GIVEN PASSAGE:
********************

Yes, the Congress demanding a caste census today marks a sharp shift from its historical position. For decades, the party avoided this issue—partly because it feared that acknowledging caste divisions would undermine its image as a party of national unity, and partly because its leadership, drawn largely from upper castes, was uncomfortable with the Mandal-style politics of social justice.
The Congress long relied on a broad, catch-all coalition—secularism, nationalism, and welfare—without confronting caste head-on. But as Mandal politics reshaped the Hindi heartland and as the BJP successfully mobilised OBCs within the Hindutva fold, the Congress’s hesitation turned into a strategic blunder. It lost both moral and electoral ground.
Now, by making the caste census an electoral plank, the Congress is trying to reclaim the language of equality and representation—to project itself as a party that will ensure fair distribution of resources and power according to population. However, the move also reflects political compulsion rather than ideological conviction. The Congress has realised that it cannot counter Hindutva with abstract secularism or welfare populism alone; it needs to address the concrete structure of caste inequality that defines everyday life in India.
Whether this shift becomes transformative depends on whether the party treats the caste census merely as an electoral slogan or as a basis for restructuring its own social coalition and policies. Without internal ideological clarity and commitment to radical redistribution, the Congress risks appearing as a late convert to a politics it long ignored.

********************

Items taken from a data source:
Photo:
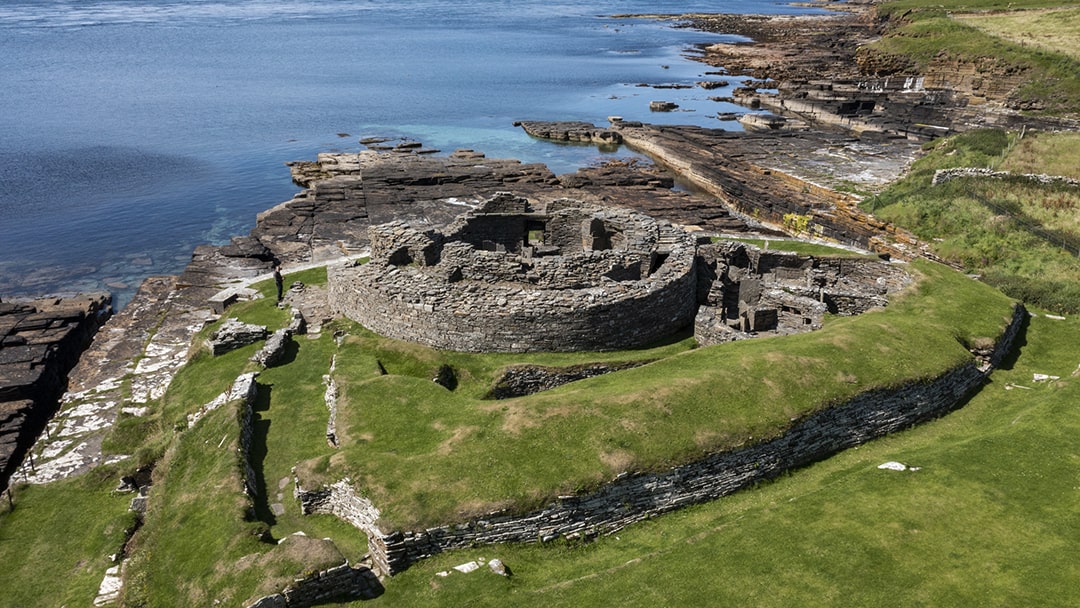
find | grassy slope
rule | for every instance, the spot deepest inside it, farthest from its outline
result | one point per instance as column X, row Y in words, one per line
column 989, row 519
column 986, row 225
column 458, row 455
column 1055, row 29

********************

WORK INSTRUCTIONS:
Copy out the full passage on the Congress party and the caste census, word for word. These records are a separate set of material from the passage on the Congress party and the caste census.

RESPONSE TO THE TASK:
Yes, the Congress demanding a caste census today marks a sharp shift from its historical position. For decades, the party avoided this issue—partly because it feared that acknowledging caste divisions would undermine its image as a party of national unity, and partly because its leadership, drawn largely from upper castes, was uncomfortable with the Mandal-style politics of social justice.
The Congress long relied on a broad, catch-all coalition—secularism, nationalism, and welfare—without confronting caste head-on. But as Mandal politics reshaped the Hindi heartland and as the BJP successfully mobilised OBCs within the Hindutva fold, the Congress’s hesitation turned into a strategic blunder. It lost both moral and electoral ground.
Now, by making the caste census an electoral plank, the Congress is trying to reclaim the language of equality and representation—to project itself as a party that will ensure fair distribution of resources and power according to population. However, the move also reflects political compulsion rather than ideological conviction. The Congress has realised that it cannot counter Hindutva with abstract secularism or welfare populism alone; it needs to address the concrete structure of caste inequality that defines everyday life in India.
Whether this shift becomes transformative depends on whether the party treats the caste census merely as an electoral slogan or as a basis for restructuring its own social coalition and policies. Without internal ideological clarity and commitment to radical redistribution, the Congress risks appearing as a late convert to a politics it long ignored.